PROVIDED DATA:
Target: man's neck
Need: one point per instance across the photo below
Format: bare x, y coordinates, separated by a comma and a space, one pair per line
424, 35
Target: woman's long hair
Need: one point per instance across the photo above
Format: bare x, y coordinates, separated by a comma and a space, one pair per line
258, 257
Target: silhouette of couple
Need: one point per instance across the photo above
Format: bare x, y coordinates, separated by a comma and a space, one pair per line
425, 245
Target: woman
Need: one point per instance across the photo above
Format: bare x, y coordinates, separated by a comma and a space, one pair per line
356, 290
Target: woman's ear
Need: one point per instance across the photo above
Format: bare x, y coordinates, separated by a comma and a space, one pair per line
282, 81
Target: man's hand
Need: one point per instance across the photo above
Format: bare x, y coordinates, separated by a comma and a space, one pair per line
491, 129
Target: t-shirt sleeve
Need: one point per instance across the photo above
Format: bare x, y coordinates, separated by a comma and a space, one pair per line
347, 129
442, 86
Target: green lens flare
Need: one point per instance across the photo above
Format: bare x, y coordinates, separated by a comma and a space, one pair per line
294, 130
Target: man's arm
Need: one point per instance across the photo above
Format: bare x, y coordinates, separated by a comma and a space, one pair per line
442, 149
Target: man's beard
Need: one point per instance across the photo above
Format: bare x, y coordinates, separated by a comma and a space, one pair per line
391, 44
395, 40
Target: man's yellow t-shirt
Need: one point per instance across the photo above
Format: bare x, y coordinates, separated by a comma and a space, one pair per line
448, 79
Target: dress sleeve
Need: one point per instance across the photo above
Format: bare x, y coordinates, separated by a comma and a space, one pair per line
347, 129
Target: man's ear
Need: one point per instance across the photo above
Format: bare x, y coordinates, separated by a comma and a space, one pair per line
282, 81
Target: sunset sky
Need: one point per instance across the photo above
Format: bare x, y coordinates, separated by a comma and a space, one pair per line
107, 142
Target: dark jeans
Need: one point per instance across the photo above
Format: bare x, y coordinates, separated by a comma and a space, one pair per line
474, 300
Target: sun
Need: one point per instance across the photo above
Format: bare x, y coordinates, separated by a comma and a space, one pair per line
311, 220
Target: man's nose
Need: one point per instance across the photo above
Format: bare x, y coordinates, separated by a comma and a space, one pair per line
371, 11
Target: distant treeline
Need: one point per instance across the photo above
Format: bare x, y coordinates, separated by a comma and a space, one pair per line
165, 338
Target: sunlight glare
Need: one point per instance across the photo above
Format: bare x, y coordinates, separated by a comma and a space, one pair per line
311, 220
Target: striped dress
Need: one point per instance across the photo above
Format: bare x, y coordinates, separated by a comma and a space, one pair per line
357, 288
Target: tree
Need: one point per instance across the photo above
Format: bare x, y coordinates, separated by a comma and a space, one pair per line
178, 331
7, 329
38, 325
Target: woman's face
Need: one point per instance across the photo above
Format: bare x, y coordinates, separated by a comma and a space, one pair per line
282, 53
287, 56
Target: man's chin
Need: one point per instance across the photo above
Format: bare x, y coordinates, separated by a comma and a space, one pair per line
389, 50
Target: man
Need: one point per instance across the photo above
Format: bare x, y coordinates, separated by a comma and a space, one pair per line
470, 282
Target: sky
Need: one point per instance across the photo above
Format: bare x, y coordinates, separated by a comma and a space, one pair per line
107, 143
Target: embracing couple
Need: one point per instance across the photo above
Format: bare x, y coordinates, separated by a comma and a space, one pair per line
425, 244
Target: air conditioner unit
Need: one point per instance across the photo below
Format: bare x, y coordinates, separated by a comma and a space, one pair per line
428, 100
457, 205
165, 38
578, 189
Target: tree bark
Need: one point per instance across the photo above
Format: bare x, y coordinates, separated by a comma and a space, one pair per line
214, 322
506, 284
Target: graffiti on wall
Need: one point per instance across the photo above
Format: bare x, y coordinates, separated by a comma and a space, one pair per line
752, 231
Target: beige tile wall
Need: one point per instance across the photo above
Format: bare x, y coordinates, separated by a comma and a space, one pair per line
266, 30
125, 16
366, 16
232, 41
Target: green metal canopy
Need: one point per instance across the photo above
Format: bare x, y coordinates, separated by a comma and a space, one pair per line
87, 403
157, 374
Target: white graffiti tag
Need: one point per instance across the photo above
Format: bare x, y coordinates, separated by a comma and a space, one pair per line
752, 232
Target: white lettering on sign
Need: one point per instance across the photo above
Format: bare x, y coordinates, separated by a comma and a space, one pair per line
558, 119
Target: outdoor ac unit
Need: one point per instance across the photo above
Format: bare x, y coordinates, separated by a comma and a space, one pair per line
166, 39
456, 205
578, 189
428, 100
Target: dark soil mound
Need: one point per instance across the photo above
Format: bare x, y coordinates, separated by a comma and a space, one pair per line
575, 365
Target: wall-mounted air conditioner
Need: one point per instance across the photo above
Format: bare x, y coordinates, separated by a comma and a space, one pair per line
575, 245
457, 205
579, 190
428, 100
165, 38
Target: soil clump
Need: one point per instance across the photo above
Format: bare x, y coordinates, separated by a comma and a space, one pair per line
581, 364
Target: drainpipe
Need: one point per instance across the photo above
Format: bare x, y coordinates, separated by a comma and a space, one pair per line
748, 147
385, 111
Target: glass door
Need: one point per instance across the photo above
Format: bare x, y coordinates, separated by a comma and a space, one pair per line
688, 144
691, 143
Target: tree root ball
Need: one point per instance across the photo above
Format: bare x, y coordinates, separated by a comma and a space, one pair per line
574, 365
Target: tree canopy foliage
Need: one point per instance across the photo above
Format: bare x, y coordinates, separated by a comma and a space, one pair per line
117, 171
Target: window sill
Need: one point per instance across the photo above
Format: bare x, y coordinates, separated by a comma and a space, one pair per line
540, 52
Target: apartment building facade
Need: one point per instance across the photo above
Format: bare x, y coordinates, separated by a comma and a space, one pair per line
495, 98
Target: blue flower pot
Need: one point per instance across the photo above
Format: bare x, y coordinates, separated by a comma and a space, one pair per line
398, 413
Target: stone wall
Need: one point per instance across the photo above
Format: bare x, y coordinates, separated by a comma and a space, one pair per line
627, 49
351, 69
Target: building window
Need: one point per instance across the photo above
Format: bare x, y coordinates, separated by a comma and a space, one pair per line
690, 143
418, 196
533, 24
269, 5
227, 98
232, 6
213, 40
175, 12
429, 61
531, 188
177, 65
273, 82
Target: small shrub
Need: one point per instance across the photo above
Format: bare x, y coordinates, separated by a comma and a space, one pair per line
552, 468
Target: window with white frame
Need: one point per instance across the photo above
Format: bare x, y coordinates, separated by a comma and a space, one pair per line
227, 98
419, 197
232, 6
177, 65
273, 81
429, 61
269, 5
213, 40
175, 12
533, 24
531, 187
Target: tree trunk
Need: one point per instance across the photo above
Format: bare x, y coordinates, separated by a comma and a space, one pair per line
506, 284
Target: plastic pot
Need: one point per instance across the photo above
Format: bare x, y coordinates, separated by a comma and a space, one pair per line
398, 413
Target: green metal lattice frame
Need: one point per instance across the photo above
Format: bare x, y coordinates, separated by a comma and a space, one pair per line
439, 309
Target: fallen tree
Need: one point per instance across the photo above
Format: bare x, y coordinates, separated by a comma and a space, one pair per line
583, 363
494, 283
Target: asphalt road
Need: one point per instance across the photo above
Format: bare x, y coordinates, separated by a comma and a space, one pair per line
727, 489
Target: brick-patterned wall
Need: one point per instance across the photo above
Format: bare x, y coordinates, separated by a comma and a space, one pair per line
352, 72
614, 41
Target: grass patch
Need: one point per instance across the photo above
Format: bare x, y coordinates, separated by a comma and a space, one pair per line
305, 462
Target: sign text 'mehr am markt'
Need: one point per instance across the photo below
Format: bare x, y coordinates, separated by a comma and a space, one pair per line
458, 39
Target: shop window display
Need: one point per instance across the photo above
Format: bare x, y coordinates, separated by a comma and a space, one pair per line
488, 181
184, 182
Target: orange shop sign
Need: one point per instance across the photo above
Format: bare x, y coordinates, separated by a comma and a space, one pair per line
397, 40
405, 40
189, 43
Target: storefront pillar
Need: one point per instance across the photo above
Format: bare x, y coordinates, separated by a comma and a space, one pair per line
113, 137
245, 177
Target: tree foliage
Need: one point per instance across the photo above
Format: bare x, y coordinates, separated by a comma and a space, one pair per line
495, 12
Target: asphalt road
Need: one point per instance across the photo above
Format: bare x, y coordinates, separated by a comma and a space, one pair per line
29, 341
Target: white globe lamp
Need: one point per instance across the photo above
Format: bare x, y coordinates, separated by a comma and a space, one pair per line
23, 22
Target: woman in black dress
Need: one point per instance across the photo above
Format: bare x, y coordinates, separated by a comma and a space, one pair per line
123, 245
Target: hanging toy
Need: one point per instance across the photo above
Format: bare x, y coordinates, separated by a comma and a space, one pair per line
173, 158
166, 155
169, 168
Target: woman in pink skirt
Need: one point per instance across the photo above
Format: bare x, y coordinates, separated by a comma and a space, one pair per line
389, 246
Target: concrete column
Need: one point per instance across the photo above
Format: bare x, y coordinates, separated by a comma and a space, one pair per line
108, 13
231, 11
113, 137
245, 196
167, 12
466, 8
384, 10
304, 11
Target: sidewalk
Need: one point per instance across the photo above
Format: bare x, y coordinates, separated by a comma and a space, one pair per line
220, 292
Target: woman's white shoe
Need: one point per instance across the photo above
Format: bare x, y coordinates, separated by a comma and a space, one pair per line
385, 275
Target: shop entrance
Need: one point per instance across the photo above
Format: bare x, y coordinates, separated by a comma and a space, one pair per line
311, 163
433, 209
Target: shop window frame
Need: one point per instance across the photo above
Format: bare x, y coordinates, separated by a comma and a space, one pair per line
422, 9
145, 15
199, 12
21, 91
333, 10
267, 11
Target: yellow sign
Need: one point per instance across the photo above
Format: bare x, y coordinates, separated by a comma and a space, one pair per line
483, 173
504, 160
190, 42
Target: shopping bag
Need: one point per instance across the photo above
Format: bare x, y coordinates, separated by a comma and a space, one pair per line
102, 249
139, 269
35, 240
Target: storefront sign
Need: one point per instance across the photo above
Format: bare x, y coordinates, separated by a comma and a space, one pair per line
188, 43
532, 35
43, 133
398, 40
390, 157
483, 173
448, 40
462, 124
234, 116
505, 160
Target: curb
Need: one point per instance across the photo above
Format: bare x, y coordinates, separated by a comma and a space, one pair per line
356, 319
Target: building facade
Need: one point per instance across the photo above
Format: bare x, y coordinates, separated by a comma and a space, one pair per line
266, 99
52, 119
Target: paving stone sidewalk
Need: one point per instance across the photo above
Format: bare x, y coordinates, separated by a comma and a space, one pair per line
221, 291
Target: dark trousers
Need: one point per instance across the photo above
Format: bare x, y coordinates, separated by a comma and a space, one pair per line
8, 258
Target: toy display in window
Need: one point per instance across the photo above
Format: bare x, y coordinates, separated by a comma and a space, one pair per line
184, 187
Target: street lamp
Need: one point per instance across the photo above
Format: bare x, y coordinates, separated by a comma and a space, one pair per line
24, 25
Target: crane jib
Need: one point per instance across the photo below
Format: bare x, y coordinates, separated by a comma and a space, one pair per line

PROMPT:
Repeat only the lines running from the line that contains "Target: building facade" through the last line above, inclusive.

SOLUTION:
Target: building facade
Need: one point per instance across the photo above
Format: bare x, y coordinates, separated by a comma and a space, one pair per line
266, 99
52, 119
Target: paving stone sidewalk
Need: one point per instance across the photo above
Format: bare x, y coordinates, separated by a comma and a space, one pair per line
221, 291
Target: dark trousers
Need: one point per instance across the photo above
Format: bare x, y coordinates, separated by a comma and a space, one pair per line
8, 258
Target: toy display in window
Need: one point per instance across the photo above
Format: bare x, y coordinates, separated by a comma and a space, one pair per line
184, 187
Target: street lamp
Need: one point per instance across the photo above
Format: bare x, y coordinates, separated by a comma and a space, one pair per line
24, 25
Target: crane jib
Need: one point per instance across the photo below
Format: bare x, y coordinates, separated by a comma and a space, one pair per line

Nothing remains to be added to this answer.